§ PROBLEMS TO WORK ON:
#1 In the buckwheat thread, list the activities that together are said to add to heart health.
#2 Set down the portion of the buckwheat thread that begins at the words "# Buckwheat: Gluten-Free" and stops after "berry buckwheat pancakes.".

§ DOCUMENT TEXT:

# Buckwheat: Gluten-Free Grain Substitute



## Patman75 (Mar 9, 2008)

I really enjoyed reading this artical as I finished off a big plate of blue berry buckwheat pancakes.







http://www.naturalnews.com/025985.htmlMore info in the artical but here are some of the high points."Researchers at the University of Madrid fed rats a buckwheat rich diet for ten days. An additional group of ten rats were fed the same diet, but without buckwheat. At the end of the trial period, the intestines of the rats were analyzed and compared. The researchers found that rats receiving buckwheat had a significantly greater amount of friendly bacteria in their digestive tracts than did those in the control group. They also had three additional types of beneficial bacteria that were not present in the controls.""Scientists have recently discovered that the phenolic content of grains equals that of fruits and vegetables when both free and bound phenols are measured. This discovery has clarified what was the mystery of why studies have shown populations eating diets high in fiber-rich whole grains consistently have lower risks of colon cancer, while studies concentrating on fiber alone have produced inconsistent results. Studies focused only on fiber have not taken into account the interactive effects and the complete nutrient picture in whole grains.Research reported at the American Institute for Cancer Research International Conference on Food, Nutrition and Cancer by Rui Hai, Liu, M.D., Ph.D. and his colleagues at Cornell University has shown that the powerful cancer fighting potential of grains is in their wholeness. When any whole grain is refined and the bran and germ are removed, this wholeness is destroyed. The bran and germ of grain contains 83% of its phenolics. Whether from fruits and vegetables or grains, phenolics are powerful antioxidants that work in multiple ways to prevent disease in the body.""Some of buckwheat's beneficial effects are due to its rich supply of the flavonoid rutin. Flavonoids are phyonutrients that protect against disease by extending the action of vitamin C, and by acting as antioxidants on their own. The lipid-lowering activity of buckwheat is largely due to these compounds. They help maintain blood flow, keep platelets from excessive clotting, and protect LDL cholesterol from free radical oxidation. Each of these activities adds to heart health."


----------



## overitnow (Nov 25, 2001)

We have started using the whole buckwheat groats as a substitute for rice, mostly as an add on to our dinner options. This gives a reason to eat it even more frequently.(Blueberry pancakes. M-m-m-m.)Mark


----------

§ RECORDS:
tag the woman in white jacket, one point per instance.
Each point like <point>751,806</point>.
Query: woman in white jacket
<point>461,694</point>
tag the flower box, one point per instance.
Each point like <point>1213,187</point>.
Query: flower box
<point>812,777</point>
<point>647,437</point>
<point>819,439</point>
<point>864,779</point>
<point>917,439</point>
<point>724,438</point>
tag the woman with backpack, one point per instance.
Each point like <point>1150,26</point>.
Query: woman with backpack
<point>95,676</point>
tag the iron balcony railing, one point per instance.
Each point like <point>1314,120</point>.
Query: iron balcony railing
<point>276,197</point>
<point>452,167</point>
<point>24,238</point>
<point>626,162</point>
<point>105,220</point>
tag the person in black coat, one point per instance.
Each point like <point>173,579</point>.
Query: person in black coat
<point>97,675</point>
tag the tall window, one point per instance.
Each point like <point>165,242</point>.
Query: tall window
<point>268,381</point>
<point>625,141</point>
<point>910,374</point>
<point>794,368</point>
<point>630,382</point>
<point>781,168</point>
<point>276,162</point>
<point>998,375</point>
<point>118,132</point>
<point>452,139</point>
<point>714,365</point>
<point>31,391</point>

§ ANSWERS TO THE EXERCISE:
#1
- Helping maintain blood flow
- Keeping platelets from excessive clotting
- Protecting LDL cholesterol from free radical oxidation

#2
# Buckwheat: Gluten-Free Grain Substitute



## Patman75 (Mar 9, 2008)

I really enjoyed reading this artical as I finished off a big plate of blue berry buckwheat pancakes.